* _Excerto fornecido_:
——————————
Haverá futuro para esta Europa?
É o propósito de cada geração, deixar à seguinte um futuro melhor. À beira de completar os primeiros 25 anos, as novas gerações europeias parecem, contudo, obrigadas a enfrentar desafios existenciais.
É provável que o dia 17 de setembro de 2024 não venha a ficar marcado na história da Europa… mas talvez devesse. Foi nesse dia que, em Bruxelas, Mário Draghi apresentou publicamente o seu trabalho sobre o futuro da competitividade da Europa, um trabalho que mais do que o riquíssimo conteúdo, teve o condão de fazer soar as sirenes de alarme que muito úteis teriam sido há dez ou mesmo há vinte anos.
A verdade nua e crua é muito simples: a Europa continua a ser um espaço de liberdade, de valores, de riquíssimo pensamento filosófico, mas já não é um modelo de competitividade económica, e deixou-se ultrapassar de forma quase irrecuperável por Estados Unidos e China.
Como Mário Draghi lembrou na apresentação deste trabalho, a Europa depende em quase 80% das importações de matéria-prima, para suportar a tecnologia digital que utiliza. Apenas uma em cada quatro das maiores empresas digitais de tecnologia tem sede e operações na Europa. Somos cada vez mais espectadores do progresso e não, como noutras eras, quem lidera as grandes descobertas científicas ou quem apresenta ao mundo as maiores novidades tecnológicas.
——————————
Registos de anotação de coordenadas
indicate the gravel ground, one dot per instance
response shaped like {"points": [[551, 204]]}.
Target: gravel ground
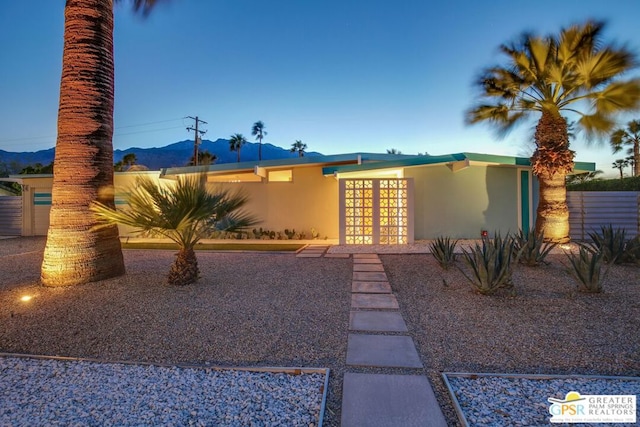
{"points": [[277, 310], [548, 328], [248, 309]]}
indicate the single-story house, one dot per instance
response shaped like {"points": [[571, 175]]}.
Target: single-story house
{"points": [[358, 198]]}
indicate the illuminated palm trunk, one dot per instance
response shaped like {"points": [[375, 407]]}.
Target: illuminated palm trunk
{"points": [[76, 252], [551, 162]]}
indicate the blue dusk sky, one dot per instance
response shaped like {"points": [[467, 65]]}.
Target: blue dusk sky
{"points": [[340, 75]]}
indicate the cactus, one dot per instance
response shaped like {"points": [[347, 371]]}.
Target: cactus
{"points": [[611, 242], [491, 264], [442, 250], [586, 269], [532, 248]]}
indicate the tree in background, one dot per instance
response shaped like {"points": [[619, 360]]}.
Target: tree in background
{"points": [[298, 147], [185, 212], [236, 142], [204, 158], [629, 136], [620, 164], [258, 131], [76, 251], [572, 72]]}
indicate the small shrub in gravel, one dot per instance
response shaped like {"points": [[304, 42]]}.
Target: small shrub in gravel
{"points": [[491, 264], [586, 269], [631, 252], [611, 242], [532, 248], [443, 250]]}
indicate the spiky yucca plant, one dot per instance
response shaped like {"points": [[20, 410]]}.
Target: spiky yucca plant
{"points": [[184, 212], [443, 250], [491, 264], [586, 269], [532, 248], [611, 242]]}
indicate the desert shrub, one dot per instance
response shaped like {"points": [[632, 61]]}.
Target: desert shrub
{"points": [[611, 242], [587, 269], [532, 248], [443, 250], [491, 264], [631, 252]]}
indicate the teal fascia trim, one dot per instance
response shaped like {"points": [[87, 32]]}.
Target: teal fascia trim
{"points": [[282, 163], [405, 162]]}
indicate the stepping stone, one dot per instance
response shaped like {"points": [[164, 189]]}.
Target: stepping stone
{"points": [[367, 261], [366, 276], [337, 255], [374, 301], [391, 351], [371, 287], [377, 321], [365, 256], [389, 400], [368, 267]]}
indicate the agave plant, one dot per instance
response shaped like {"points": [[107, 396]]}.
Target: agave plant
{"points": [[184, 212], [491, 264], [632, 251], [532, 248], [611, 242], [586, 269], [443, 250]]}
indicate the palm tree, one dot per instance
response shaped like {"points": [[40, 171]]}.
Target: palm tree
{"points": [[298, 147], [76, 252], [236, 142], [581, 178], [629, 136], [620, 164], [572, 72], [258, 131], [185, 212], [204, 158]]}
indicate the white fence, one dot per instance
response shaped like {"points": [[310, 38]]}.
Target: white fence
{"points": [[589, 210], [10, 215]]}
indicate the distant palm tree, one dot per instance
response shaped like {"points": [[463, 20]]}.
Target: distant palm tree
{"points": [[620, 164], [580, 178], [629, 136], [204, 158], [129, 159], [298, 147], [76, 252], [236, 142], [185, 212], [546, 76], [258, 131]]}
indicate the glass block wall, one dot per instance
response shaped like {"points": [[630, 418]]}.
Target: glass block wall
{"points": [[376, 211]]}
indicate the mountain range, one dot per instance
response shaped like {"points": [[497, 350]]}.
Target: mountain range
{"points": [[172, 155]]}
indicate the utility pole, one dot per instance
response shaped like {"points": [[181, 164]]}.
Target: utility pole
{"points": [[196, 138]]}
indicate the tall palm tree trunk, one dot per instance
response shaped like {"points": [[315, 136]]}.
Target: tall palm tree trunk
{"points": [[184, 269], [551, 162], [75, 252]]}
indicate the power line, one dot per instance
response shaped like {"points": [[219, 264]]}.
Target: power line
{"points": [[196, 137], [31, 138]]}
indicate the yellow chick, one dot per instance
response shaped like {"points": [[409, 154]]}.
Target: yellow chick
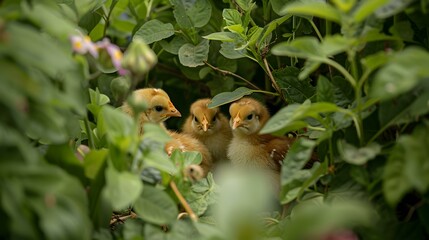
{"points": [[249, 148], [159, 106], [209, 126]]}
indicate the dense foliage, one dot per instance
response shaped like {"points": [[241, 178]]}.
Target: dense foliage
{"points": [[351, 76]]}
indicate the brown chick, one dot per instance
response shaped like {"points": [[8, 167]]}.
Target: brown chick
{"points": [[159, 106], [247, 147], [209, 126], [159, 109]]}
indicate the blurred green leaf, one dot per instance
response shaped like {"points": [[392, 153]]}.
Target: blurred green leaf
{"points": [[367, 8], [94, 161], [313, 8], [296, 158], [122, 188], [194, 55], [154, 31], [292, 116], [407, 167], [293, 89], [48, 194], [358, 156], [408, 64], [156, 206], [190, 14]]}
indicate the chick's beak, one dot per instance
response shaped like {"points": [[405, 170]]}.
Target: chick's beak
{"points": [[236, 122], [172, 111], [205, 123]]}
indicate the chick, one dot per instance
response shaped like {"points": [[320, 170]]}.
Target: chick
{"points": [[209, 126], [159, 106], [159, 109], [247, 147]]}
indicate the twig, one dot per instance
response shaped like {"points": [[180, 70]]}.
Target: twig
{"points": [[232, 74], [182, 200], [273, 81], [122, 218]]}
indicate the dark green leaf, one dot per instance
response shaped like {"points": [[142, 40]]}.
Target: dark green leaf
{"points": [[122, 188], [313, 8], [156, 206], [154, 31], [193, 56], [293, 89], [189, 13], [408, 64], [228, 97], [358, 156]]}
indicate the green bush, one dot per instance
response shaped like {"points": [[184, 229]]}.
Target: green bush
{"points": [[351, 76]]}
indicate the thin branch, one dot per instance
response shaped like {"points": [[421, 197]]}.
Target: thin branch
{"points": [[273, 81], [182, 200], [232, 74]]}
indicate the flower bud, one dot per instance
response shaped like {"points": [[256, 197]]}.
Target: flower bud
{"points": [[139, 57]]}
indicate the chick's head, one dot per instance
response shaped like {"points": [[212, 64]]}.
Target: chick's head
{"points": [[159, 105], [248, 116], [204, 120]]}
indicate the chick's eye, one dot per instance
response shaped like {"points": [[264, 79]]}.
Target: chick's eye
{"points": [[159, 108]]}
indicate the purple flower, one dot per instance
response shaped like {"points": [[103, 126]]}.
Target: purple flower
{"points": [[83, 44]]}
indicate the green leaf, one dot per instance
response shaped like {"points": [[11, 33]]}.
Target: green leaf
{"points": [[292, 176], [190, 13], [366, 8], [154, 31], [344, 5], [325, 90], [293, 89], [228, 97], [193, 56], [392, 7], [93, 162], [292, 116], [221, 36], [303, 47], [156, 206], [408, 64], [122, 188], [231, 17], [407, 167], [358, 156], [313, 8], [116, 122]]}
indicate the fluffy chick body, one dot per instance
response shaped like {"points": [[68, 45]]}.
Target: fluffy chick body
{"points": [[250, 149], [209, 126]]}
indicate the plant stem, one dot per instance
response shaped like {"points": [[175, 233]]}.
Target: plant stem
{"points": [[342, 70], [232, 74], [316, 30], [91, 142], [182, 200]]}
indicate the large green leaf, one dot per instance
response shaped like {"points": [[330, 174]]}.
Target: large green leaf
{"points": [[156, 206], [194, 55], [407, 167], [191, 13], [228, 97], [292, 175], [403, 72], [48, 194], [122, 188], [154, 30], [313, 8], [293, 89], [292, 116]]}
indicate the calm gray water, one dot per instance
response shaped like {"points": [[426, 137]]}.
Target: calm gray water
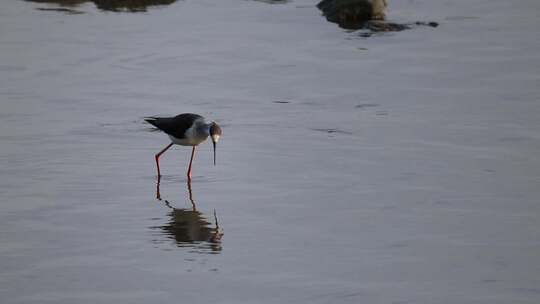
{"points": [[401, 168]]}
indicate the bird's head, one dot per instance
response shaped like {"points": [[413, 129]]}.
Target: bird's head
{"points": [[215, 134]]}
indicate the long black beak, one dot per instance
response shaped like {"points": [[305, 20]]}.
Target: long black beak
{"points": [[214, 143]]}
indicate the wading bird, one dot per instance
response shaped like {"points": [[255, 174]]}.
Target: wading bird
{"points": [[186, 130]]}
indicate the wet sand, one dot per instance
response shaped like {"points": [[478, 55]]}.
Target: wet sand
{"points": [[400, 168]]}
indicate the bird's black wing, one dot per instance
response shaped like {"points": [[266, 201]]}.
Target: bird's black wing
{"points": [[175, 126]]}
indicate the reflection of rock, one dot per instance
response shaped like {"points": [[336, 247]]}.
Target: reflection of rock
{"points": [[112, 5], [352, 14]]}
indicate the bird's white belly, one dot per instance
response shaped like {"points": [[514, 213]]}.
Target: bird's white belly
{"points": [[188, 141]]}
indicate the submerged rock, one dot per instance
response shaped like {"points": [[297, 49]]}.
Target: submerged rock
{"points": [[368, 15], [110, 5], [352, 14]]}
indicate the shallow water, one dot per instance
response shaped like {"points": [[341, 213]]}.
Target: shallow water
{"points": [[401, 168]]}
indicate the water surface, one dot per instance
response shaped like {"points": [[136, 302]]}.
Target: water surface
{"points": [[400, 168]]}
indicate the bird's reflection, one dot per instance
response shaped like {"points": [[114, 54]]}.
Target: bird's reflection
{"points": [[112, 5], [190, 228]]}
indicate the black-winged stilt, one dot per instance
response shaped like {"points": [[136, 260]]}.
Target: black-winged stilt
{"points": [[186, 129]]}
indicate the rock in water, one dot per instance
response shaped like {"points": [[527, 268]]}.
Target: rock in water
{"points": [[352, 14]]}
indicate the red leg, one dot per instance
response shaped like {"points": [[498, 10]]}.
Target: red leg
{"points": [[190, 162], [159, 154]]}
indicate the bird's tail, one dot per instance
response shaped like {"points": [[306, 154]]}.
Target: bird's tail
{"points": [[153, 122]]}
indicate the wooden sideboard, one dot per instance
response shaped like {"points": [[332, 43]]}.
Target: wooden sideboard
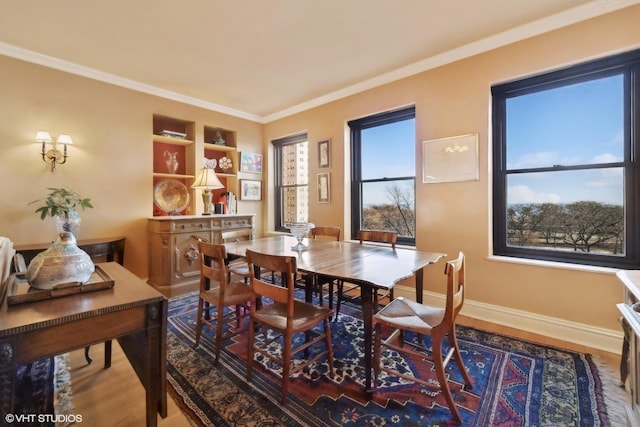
——————————
* _Tarefas a realizar_:
1. Segundo o texto sobre o futuro da Europa, em que data e em que cidade apresentou Mário Draghi publicamente o seu trabalho sobre a competitividade europeia?
2. Prossiga o texto sobre o futuro da Europa a partir da última frase apresentada.

* _Lista de respostas_:
1. A 17 de setembro de 2024, em Bruxelas.

2.
O próprio mercado de capitais reflete isso: não há uma única empresa europeia com uma valorização bolsista acima dos 100 biliões que tenha sido criada de raiz nos últimos 50 anos. Só nos Estados Unidos, há seis companhias que não existiam e que valem hoje mais de um trilião de dólares. A inovação e o R&D não “moram” na Europa. Apesar de anos de esforços, estamos a perder a “guerra” da inovação e, por inerência, a da competitividade.
E à derrota no eixo atlântico, junta-se o investimento chinês dos últimos 25 anos que oblitera por completo os esforços europeus, em particular na área da inteligência artificial, que é, assumidamente, a âncora e o leme para o desenvolvimento tecnológico do resto deste século.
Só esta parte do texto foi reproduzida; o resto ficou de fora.